Rows from a pointing dataset

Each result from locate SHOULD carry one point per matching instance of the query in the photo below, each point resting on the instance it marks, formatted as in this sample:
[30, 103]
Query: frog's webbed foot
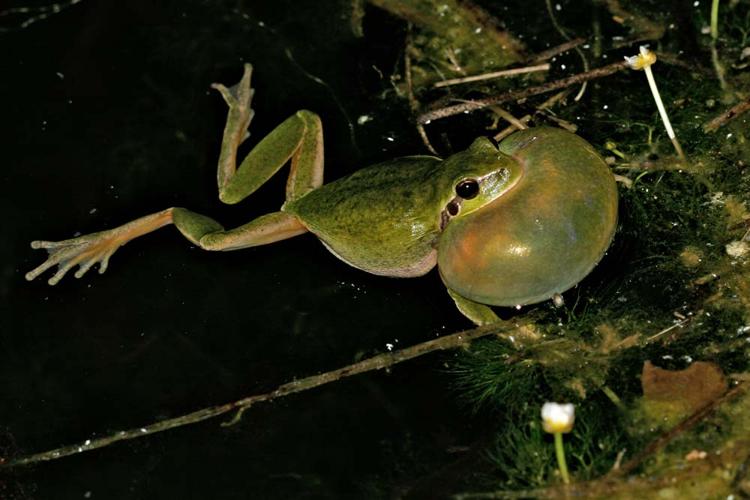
[238, 97]
[84, 251]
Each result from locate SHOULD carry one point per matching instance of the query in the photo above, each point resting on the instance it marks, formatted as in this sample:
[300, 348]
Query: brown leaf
[685, 390]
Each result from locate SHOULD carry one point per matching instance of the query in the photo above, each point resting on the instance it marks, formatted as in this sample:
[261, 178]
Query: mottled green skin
[541, 237]
[545, 214]
[386, 219]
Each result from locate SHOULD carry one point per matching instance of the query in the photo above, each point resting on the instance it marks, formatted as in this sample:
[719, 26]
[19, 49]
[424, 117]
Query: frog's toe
[83, 252]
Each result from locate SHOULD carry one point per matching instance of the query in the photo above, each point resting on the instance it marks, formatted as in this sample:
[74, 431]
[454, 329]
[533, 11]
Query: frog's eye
[453, 208]
[467, 189]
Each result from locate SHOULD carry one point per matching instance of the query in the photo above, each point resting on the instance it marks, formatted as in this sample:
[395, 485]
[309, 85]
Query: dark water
[107, 116]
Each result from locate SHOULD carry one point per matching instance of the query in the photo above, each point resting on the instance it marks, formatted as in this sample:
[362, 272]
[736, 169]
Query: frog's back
[383, 219]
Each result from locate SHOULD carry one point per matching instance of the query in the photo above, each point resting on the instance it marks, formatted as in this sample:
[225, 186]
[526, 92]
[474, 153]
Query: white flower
[643, 60]
[558, 417]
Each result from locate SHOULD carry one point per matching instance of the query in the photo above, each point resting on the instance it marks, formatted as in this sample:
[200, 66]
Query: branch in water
[503, 329]
[516, 95]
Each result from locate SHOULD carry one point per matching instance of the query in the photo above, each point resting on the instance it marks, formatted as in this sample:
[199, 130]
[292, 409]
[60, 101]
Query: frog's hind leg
[299, 138]
[97, 248]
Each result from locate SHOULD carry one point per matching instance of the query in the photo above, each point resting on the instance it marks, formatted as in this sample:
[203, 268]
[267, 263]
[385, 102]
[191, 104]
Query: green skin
[541, 215]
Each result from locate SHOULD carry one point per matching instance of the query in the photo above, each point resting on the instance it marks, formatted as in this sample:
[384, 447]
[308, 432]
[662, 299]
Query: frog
[507, 224]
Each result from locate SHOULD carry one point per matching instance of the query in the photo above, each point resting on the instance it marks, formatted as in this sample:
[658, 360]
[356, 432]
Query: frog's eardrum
[544, 235]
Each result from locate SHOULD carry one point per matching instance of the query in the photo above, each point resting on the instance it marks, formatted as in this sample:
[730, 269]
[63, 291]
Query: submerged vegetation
[669, 305]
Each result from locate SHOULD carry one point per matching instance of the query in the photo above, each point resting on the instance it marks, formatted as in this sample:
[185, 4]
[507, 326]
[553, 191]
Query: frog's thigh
[299, 138]
[209, 235]
[479, 314]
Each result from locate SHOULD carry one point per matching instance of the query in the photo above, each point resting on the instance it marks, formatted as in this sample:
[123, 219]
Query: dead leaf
[672, 394]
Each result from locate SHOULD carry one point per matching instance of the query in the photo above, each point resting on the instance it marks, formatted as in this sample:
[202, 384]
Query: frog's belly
[409, 269]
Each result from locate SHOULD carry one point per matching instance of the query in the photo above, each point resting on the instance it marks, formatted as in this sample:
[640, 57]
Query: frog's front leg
[299, 138]
[479, 314]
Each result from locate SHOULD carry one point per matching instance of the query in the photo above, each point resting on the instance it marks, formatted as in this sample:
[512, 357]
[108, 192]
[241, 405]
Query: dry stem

• [Directions for this task]:
Output every entry exactly as given; pictures are not part of the copy.

• [Full output]:
Each result from locate SHOULD carry one point per matching instance of the query in the photo below, each point resting on the instance it marks, formatted as in this sample:
[30, 103]
Query: frog's webbed foot
[238, 97]
[84, 251]
Each result from locate SHOULD carry one point per matching instance of the query in the photo above, each point resting on the instance it marks, formatted as in this sample:
[300, 348]
Query: brown leaf
[685, 390]
Each result from locate SHOULD carry one point per matching instance of the query in the photo above, each point resting on the instance it marks, formatted as in this sample:
[261, 178]
Query: mottled green skin
[541, 237]
[545, 214]
[386, 219]
Each result from locate SHOULD carry one point per matching instance of the query in the photo above, each point resting on the instance it marks, formatted as in this sample:
[719, 26]
[19, 49]
[424, 117]
Query: frog's toe
[83, 252]
Each result from locate SHOULD carry one point per matching instance of the query in the photo above, each point resting on the instance it marks, formatted as in this sample:
[74, 431]
[454, 329]
[533, 11]
Query: frog's eye
[453, 208]
[467, 189]
Each result from locate SHOULD carry one point per matching instance of the query in the photo above, each point resting on the instance it marks, formatted as in this sample:
[395, 485]
[309, 85]
Query: dark water
[107, 116]
Each result from locate SHOULD carry one point per matching instance of the query in the photo above, each point resting on the instance it marks, formatted as in this sample:
[362, 272]
[736, 169]
Query: frog's back
[383, 219]
Each result from locate SHOULD carry one point per matching instance of the query in the photo above, each point resting on the instance it marks, formatted as in this sample:
[225, 186]
[526, 92]
[474, 153]
Query: white flower
[643, 60]
[558, 417]
Each result from locate SHOULD carry one point per matching instance of the query in the photo above, each point resting on the instance it marks, formatted as in this sample:
[200, 66]
Query: branch in water
[503, 329]
[516, 95]
Each result from locate SHOULD carry one point per matching instance of the query in the photo above, each point resting on the instance it marks, formatted as in this sample:
[199, 130]
[292, 409]
[60, 101]
Query: frog's hind leg
[299, 138]
[97, 248]
Each result from locate SHOULD carry one point per matching instance of the query in the photo above, each point resting on the instance it marks, formatted as in this sample:
[203, 268]
[267, 263]
[385, 102]
[191, 104]
Query: green skin
[541, 215]
Each result from locate SHOULD carry one point per matching instance of the query in the photo above, each point resting on the instance it marks, formatted as in this sample:
[384, 447]
[308, 432]
[662, 299]
Query: frog
[507, 224]
Each result from locate SHOULD carry one point per matching instance of the query in the photo above, each point resting on the instance it marks, formatted as in this sample:
[658, 360]
[356, 432]
Query: frog's eardrum
[544, 235]
Each result from locate SHOULD carry one point per matching instance of the query in the photo above, each point resting on the instance it marks, formatted as in this sample:
[730, 269]
[63, 291]
Query: submerged vegetation
[669, 305]
Each result from locate SHOULD carry one point per matching instance of the query in the photo above, each point resting on the instance it marks, formatted as in this sample:
[185, 4]
[507, 326]
[553, 191]
Query: frog's thigh
[299, 138]
[209, 235]
[479, 314]
Each result from locate SHOULD carry one point per matching instance of the query in the photo above, each point resting on the instance it marks, formatted as in this sample:
[123, 219]
Query: dead leaf
[672, 394]
Each result from locate SHOULD carry one point per matching instance of the query in the photo above, each point resting on the instance it marks, formatted as in this sample:
[202, 384]
Query: frog's belly
[409, 269]
Each result from locate SHOULD carry one point per matching instance of the query in the photo above, each point resting on the instance it marks, formatted as in this sample:
[640, 57]
Query: frog's front leg
[299, 138]
[479, 314]
Each result from locate SHOULD carry one point per matching instance of the query in the photo above, each point resting on the instance it marks, formatted as in this sample:
[512, 357]
[108, 192]
[241, 405]
Query: dry stem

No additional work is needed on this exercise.